* begin Data to process *

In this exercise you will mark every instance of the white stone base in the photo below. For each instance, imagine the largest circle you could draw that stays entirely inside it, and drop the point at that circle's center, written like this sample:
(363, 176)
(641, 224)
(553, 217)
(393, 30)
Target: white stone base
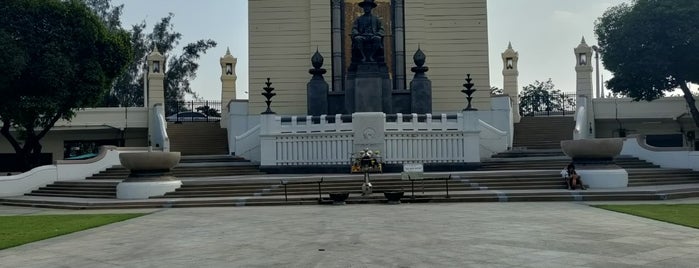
(146, 189)
(604, 178)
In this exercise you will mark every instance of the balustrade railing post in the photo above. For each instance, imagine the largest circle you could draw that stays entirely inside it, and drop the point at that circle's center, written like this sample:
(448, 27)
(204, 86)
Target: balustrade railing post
(320, 196)
(286, 197)
(447, 184)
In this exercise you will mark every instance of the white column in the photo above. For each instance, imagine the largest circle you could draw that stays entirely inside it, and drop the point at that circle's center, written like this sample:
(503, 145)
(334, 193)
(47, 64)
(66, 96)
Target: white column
(583, 69)
(510, 74)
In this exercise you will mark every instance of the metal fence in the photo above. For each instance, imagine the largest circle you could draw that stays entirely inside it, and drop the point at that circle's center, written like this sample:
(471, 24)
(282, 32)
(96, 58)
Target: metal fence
(193, 111)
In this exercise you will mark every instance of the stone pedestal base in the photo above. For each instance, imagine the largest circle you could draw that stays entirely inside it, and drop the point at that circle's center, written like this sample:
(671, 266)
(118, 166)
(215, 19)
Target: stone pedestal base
(146, 189)
(604, 178)
(368, 88)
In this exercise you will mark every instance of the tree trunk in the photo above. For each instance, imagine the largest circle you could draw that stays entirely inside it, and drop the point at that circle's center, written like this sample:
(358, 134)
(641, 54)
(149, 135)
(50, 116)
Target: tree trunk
(691, 103)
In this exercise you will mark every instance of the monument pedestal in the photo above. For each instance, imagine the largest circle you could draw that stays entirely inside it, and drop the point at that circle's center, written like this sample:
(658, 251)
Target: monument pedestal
(369, 89)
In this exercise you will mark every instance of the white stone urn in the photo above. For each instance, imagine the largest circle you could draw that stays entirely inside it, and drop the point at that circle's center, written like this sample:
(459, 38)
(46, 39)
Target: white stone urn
(150, 174)
(594, 162)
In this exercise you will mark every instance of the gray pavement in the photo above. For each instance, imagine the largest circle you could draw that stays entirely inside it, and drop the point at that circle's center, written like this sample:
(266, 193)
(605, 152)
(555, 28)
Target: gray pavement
(547, 234)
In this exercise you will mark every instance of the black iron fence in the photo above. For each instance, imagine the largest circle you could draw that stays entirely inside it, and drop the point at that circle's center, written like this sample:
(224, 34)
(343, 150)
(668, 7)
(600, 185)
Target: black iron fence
(549, 105)
(193, 111)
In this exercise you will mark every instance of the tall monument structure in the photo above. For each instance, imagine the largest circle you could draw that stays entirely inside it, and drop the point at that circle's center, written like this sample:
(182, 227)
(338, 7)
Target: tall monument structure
(583, 89)
(284, 35)
(368, 87)
(228, 79)
(156, 91)
(510, 74)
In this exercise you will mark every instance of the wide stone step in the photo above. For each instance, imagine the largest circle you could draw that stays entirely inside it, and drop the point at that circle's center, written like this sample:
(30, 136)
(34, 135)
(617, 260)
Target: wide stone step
(81, 195)
(355, 198)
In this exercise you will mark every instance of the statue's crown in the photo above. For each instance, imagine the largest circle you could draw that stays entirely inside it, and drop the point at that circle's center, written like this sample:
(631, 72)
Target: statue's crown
(367, 2)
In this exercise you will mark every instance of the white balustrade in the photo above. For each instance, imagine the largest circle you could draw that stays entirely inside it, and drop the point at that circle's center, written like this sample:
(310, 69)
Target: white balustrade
(327, 140)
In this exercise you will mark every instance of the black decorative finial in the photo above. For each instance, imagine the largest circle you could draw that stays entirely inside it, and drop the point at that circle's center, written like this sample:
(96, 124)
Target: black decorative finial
(317, 62)
(468, 91)
(419, 59)
(268, 94)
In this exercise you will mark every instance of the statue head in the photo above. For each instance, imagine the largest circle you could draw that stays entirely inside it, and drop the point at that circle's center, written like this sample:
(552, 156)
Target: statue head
(367, 5)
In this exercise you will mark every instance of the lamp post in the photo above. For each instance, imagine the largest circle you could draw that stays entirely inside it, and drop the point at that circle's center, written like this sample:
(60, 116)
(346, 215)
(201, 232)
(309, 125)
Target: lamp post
(599, 93)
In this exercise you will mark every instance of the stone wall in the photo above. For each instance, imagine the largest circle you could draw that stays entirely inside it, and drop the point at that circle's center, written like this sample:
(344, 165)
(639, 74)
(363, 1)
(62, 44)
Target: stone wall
(284, 34)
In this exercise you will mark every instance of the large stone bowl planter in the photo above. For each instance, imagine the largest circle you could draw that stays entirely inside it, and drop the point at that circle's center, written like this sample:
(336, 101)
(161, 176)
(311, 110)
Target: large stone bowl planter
(150, 174)
(594, 162)
(338, 198)
(393, 197)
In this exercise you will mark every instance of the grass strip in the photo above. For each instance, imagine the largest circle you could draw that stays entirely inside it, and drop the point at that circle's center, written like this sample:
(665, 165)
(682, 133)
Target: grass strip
(682, 214)
(19, 230)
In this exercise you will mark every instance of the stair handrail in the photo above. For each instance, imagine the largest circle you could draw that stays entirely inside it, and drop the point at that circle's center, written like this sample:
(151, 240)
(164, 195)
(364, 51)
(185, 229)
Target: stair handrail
(580, 119)
(245, 148)
(160, 132)
(490, 146)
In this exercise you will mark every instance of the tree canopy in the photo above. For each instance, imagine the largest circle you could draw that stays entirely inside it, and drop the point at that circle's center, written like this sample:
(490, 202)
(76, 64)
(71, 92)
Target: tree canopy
(651, 48)
(541, 97)
(181, 68)
(55, 57)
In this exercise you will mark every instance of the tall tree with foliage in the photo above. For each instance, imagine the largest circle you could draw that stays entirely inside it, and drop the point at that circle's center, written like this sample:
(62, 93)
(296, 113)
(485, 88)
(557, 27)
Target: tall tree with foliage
(181, 68)
(56, 57)
(543, 97)
(651, 48)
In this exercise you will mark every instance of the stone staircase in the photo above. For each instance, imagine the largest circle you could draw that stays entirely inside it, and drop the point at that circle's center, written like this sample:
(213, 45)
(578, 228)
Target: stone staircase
(198, 138)
(543, 132)
(103, 184)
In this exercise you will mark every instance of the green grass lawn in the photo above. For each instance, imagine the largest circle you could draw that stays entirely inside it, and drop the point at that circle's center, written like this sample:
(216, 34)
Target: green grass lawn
(682, 214)
(18, 230)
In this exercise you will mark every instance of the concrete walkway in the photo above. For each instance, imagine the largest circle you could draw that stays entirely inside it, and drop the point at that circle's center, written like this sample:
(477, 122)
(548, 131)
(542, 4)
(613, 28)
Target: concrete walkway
(550, 234)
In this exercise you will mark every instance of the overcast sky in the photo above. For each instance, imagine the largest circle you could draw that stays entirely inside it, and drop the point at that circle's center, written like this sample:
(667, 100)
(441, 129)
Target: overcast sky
(544, 32)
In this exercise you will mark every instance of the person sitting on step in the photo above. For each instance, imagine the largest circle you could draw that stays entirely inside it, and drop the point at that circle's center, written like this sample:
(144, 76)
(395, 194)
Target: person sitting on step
(572, 178)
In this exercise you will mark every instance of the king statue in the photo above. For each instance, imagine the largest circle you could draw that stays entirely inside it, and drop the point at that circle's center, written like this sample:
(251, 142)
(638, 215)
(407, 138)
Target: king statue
(367, 35)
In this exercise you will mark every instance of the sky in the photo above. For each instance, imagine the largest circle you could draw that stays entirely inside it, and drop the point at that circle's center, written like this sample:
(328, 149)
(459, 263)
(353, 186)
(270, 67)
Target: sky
(544, 32)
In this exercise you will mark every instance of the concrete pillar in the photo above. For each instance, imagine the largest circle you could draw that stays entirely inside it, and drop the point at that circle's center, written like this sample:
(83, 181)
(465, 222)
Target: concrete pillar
(156, 89)
(583, 89)
(228, 79)
(510, 74)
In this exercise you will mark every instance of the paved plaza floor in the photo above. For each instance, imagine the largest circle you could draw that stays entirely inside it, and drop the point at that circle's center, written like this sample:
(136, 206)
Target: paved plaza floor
(546, 234)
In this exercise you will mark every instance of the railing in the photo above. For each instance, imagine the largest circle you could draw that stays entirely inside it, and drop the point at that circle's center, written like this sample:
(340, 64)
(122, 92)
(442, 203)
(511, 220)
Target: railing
(329, 140)
(188, 111)
(248, 144)
(160, 138)
(551, 105)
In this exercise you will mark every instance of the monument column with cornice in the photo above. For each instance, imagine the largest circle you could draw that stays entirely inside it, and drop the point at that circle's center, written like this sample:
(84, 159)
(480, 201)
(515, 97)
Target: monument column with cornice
(156, 90)
(583, 89)
(510, 74)
(228, 90)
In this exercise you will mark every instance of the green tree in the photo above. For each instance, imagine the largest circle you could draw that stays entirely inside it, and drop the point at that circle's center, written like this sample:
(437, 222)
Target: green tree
(543, 97)
(651, 48)
(56, 57)
(181, 69)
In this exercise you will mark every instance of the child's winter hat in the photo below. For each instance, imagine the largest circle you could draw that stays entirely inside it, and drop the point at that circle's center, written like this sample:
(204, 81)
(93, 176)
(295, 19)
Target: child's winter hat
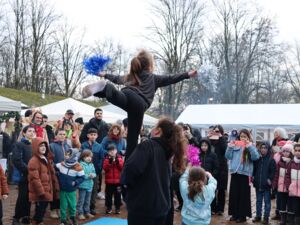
(288, 147)
(111, 147)
(73, 152)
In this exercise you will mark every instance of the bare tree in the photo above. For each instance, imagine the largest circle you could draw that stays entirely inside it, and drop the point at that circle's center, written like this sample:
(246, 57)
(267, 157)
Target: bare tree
(176, 32)
(70, 53)
(292, 64)
(242, 42)
(42, 17)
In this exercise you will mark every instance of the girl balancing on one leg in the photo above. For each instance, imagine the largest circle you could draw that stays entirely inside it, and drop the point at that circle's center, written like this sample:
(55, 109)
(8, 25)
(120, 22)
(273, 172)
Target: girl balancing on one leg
(137, 95)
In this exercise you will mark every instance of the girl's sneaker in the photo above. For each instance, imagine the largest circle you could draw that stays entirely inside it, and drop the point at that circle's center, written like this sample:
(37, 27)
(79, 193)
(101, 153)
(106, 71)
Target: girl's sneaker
(53, 214)
(88, 215)
(81, 217)
(108, 211)
(93, 88)
(73, 221)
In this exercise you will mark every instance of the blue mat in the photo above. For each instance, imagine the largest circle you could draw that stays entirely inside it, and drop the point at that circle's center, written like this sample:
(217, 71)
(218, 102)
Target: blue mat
(108, 221)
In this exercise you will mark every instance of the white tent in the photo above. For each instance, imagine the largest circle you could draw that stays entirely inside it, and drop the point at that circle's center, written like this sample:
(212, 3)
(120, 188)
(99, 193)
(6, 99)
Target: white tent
(255, 116)
(9, 105)
(148, 120)
(57, 110)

* end Data to process *

Aim of the exercise: Reproduce, with no changes, every line from the one containing "the girl balancing" through the last line of the items.

Output of the exercise:
In this exercise you will mark every instance of the girl balancing on one leg in the photo above. For each instance, imagine the largest circle you could draw that stays entirely inside it, and drop the point at that circle's center, written like this sample:
(55, 109)
(8, 25)
(120, 22)
(273, 172)
Target: girl balancing on one leg
(137, 95)
In this exercise you will mark every instance of the girl's sneaker in the photo above. For each instance, imagine the largest circle you could draw that stays entirely inside it, and drop the point at that circle's center, written like this sample:
(37, 27)
(79, 193)
(101, 153)
(106, 71)
Target: girl's sneaker
(53, 214)
(88, 215)
(81, 217)
(108, 211)
(93, 88)
(73, 221)
In this exercise you will mark every instance of the blue mat in the photo above. For each instance, imagine the largest circle you could draw that stays entirely inside it, and drop the point at that circle's center, written like this sample:
(217, 71)
(218, 102)
Target: blue mat
(108, 221)
In this exercise you will mark every instance of the white tent in the photo above. For each instance, imagine the largest circle you could draw that stays entirely inside it, and drop the point at that circle's center, written like this sample:
(212, 3)
(120, 188)
(99, 193)
(6, 99)
Target: white tent
(255, 116)
(9, 105)
(148, 120)
(57, 110)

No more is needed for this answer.